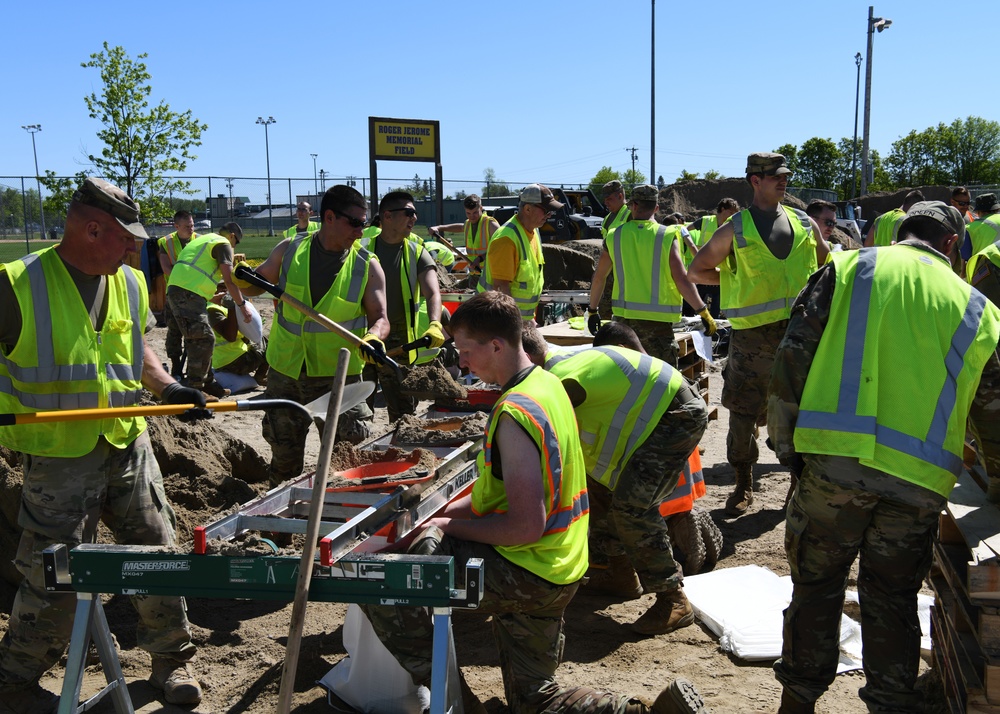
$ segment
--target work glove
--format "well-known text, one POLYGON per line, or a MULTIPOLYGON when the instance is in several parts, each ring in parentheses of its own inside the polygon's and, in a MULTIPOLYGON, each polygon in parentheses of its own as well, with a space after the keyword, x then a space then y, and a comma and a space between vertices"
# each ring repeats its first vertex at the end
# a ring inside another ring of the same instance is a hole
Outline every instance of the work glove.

__________________________________________________

= Work to be completed =
Write out the lines from the start of the data up to and including the line with "# a ring inside", matching them character for character. Leave the picture out of your answer.

= Complete response =
$ segment
--target work glove
--format "well-known text, one POLYGON per line, or a MULTIPOLYGON when the instance is in several parts, each ring in parentheses of its own inside the polygon's and, in a MULTIPOLYGON, each polygon in parentheses of its own as well, with a space after the keyword, x then a space then y, and a comma and a space between vertices"
# each ring repeats its first vertex at the end
# a ring inside another ring of the same instance is a hole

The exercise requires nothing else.